Oberhalb der Kurstadt Bad Orb liegt in den Wäldern des Spessarts ein Friedhof. Auf ihm sind 1.430 sowjetische Kriegsgefangene begraben. Die Gedenktafel im hinteren Teil des Friedhofs trägt auf deutsch und russisch die Aufschrift: „Hier ruhen 1.430 sowjetische Kriegsgefangene, die in der schweren Zeit 1941 – 1945 fern von ihrer Heimat starben.“ Doch die Tafel, die Mitte der 50er Jahre errichtet wurde, verharmlost das, was im Winter 1941 / 1942 wirklich passiert ist. Denn die Kriegsgefangenen starben in diesem harten Winter an den unmenschlichen Bedingungen, denen sie im nahen Strafgefangenenlager ausgesetzt waren. Sie mussten in Erdlöchern übernachten, die sie sie selber gegraben haben. Sie starben an unbehandelten Krankheiten, an Kälte, an Hunger, an Misshandlungen. Für die Naziideologie waren sie „Untermenschen“ und so wurden sie behandelt. Die Überlebenden des Stalag brachten nach dem Krieg eine einfache Tafel an, die die Wahrheit ungeschminkt sagte: „Hier ruhen 1430 sowjetische Kriegsgefangene, die von den Faschisten ermordet wurden.“ Diese Tafel wurde zehn Jahre später entfernt und durch die jetzige ersetzt. In den Aufbaujahren wollte man – so scheint es – nicht mehr an die grausame Geschichte dieses Ortes und die Verantwortung dafür erinnert werden.

VORLIEGENDES MATERIAL |
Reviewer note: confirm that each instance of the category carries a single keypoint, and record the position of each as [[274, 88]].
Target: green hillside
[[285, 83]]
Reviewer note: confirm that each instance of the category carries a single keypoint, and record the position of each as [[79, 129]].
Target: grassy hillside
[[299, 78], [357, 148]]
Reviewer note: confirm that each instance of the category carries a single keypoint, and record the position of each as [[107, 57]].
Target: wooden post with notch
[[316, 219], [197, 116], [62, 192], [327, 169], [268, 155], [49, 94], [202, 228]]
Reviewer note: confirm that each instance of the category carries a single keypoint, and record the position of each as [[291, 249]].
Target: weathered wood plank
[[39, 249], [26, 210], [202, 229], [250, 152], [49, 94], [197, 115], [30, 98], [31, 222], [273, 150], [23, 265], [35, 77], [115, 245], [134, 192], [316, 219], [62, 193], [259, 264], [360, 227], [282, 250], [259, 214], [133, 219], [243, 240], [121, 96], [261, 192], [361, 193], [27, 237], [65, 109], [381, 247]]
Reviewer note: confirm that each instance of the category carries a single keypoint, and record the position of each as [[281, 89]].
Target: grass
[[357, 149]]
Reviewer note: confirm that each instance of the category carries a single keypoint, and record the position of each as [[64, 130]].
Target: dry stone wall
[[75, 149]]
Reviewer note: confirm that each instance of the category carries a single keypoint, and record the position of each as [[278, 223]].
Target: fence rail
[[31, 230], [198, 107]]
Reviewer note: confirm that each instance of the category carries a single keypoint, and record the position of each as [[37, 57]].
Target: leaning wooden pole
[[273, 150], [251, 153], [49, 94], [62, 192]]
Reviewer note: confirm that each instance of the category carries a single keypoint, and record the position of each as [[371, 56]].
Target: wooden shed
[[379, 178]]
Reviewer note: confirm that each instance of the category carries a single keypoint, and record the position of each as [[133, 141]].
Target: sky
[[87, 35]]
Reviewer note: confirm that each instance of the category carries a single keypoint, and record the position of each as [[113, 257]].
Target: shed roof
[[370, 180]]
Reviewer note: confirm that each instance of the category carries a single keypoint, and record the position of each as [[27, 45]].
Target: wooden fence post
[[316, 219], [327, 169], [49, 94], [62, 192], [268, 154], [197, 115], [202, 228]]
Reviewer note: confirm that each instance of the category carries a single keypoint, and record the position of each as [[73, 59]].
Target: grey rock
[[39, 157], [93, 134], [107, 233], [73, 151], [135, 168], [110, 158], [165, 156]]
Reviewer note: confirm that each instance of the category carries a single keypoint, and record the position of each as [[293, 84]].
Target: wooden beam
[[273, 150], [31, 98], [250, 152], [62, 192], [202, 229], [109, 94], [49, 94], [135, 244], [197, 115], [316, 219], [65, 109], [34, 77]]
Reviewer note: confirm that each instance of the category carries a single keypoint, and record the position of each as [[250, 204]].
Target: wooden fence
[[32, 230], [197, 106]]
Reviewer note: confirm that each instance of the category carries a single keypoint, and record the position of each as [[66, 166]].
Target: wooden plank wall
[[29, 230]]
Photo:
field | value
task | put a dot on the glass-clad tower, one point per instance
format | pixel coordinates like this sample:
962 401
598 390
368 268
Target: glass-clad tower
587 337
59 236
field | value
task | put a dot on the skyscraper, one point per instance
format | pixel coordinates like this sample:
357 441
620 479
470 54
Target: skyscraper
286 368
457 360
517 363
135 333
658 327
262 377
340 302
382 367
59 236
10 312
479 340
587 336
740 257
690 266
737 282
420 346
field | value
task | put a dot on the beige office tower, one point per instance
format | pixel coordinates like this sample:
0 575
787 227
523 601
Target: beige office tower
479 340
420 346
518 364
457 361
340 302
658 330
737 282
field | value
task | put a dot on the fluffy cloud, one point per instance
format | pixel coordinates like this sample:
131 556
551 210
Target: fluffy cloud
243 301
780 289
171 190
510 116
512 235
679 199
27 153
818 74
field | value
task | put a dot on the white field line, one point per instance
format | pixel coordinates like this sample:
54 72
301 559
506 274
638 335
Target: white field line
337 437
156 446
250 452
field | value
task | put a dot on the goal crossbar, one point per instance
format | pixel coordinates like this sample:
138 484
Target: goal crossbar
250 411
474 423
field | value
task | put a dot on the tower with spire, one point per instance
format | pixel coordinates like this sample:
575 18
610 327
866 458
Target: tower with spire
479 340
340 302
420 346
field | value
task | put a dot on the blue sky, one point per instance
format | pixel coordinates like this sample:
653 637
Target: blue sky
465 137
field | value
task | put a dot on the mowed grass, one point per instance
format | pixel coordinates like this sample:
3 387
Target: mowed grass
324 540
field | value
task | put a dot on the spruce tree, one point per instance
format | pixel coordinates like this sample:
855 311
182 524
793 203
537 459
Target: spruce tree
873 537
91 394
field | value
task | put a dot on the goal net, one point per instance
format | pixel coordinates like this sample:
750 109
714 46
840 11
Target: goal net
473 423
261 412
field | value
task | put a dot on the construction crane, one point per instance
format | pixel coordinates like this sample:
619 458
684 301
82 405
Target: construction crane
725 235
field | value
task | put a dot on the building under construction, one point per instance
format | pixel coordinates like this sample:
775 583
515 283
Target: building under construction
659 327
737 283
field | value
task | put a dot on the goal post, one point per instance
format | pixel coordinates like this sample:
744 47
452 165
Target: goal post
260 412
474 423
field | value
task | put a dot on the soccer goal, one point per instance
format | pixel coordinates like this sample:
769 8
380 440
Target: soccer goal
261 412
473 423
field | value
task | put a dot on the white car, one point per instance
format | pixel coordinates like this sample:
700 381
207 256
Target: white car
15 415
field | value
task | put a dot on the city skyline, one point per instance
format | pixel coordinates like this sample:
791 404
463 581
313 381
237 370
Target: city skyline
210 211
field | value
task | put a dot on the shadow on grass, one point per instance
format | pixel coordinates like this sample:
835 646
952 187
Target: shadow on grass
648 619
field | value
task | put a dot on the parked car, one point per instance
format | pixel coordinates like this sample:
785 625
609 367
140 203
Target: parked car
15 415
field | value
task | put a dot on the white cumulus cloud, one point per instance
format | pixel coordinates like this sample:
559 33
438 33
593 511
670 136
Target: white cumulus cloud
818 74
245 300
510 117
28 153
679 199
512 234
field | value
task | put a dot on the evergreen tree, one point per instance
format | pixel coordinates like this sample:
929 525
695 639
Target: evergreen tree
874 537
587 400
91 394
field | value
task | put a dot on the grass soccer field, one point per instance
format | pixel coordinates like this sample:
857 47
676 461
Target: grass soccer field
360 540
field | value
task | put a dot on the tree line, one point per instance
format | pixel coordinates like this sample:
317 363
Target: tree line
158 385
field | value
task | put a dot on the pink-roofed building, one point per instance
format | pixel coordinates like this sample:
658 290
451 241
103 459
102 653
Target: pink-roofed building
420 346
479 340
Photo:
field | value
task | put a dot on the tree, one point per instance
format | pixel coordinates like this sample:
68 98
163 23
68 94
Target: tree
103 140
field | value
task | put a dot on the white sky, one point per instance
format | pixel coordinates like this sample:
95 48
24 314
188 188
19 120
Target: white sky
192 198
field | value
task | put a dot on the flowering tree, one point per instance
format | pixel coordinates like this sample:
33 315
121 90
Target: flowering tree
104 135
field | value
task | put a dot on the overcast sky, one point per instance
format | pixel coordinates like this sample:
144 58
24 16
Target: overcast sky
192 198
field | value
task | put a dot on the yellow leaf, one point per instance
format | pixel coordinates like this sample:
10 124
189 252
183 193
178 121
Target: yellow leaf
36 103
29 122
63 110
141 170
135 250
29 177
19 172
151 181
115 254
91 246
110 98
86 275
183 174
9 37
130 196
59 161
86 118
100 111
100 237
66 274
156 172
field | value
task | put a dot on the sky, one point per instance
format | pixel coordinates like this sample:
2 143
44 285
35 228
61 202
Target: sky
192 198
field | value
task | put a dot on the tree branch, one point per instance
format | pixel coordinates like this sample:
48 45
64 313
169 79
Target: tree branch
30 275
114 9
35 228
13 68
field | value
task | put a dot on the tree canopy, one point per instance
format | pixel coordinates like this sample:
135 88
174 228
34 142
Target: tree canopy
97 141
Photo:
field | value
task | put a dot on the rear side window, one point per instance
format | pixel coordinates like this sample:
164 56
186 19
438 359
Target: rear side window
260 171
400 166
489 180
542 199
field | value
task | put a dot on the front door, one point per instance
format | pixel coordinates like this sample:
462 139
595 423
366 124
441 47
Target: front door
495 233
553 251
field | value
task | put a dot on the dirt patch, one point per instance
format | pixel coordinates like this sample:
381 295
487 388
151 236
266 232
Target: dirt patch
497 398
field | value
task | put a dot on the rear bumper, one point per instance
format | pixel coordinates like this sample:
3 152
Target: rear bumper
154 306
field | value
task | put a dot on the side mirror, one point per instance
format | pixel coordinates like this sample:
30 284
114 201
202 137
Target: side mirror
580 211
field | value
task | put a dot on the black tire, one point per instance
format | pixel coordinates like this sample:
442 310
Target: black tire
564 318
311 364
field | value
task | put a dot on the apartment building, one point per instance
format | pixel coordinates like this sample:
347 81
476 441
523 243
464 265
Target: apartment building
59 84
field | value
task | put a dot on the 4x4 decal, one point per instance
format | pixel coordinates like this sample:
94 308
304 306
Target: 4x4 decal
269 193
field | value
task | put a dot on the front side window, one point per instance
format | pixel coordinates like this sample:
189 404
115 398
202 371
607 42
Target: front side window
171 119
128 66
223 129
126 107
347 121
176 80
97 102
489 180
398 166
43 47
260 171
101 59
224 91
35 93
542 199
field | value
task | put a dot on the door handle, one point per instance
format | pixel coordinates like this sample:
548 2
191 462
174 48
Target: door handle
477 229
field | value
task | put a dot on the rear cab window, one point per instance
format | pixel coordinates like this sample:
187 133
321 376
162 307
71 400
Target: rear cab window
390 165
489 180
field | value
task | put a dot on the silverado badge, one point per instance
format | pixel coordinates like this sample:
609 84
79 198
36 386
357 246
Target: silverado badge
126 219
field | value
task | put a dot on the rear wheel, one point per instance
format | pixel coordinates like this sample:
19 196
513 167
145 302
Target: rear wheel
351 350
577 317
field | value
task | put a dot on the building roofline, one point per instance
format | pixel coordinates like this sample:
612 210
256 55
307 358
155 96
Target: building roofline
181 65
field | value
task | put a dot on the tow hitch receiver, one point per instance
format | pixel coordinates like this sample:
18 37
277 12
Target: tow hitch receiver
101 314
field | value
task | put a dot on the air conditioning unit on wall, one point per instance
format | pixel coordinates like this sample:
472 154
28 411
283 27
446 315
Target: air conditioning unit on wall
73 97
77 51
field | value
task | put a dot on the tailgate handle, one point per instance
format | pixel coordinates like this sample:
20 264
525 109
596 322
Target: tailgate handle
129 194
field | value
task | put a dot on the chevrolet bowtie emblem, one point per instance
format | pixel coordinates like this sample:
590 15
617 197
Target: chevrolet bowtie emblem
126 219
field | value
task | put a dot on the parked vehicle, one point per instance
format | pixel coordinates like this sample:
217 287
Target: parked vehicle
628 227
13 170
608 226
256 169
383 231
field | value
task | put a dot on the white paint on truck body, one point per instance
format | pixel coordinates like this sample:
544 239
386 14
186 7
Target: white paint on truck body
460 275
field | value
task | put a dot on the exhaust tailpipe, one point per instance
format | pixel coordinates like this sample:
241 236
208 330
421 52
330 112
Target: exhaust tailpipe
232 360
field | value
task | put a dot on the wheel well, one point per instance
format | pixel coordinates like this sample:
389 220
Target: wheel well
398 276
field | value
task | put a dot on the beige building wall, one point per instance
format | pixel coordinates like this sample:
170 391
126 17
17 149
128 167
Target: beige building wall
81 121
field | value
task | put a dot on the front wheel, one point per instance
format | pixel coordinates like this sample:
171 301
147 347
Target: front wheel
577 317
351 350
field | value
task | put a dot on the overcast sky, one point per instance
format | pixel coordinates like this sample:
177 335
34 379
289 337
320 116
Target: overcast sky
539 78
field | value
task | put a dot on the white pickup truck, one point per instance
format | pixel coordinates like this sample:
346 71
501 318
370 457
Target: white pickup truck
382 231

AUFGABENSTELLUNG |
Schreibe den Text über den Friedhof bei Bad Orb vollständig und Wort für Wort ab. Das Material hat mit dem Text nichts zu tun.

LÖSUNG |
Oberhalb der Kurstadt Bad Orb liegt in den Wäldern des Spessarts ein Friedhof. Auf ihm sind 1.430 sowjetische Kriegsgefangene begraben. Die Gedenktafel im hinteren Teil des Friedhofs trägt auf deutsch und russisch die Aufschrift: „Hier ruhen 1.430 sowjetische Kriegsgefangene, die in der schweren Zeit 1941 – 1945 fern von ihrer Heimat starben.“ Doch die Tafel, die Mitte der 50er Jahre errichtet wurde, verharmlost das, was im Winter 1941 / 1942 wirklich passiert ist. Denn die Kriegsgefangenen starben in diesem harten Winter an den unmenschlichen Bedingungen, denen sie im nahen Strafgefangenenlager ausgesetzt waren. Sie mussten in Erdlöchern übernachten, die sie sie selber gegraben haben. Sie starben an unbehandelten Krankheiten, an Kälte, an Hunger, an Misshandlungen. Für die Naziideologie waren sie „Untermenschen“ und so wurden sie behandelt. Die Überlebenden des Stalag brachten nach dem Krieg eine einfache Tafel an, die die Wahrheit ungeschminkt sagte: „Hier ruhen 1430 sowjetische Kriegsgefangene, die von den Faschisten ermordet wurden.“ Diese Tafel wurde zehn Jahre später entfernt und durch die jetzige ersetzt. In den Aufbaujahren wollte man – so scheint es – nicht mehr an die grausame Geschichte dieses Ortes und die Verantwortung dafür erinnert werden.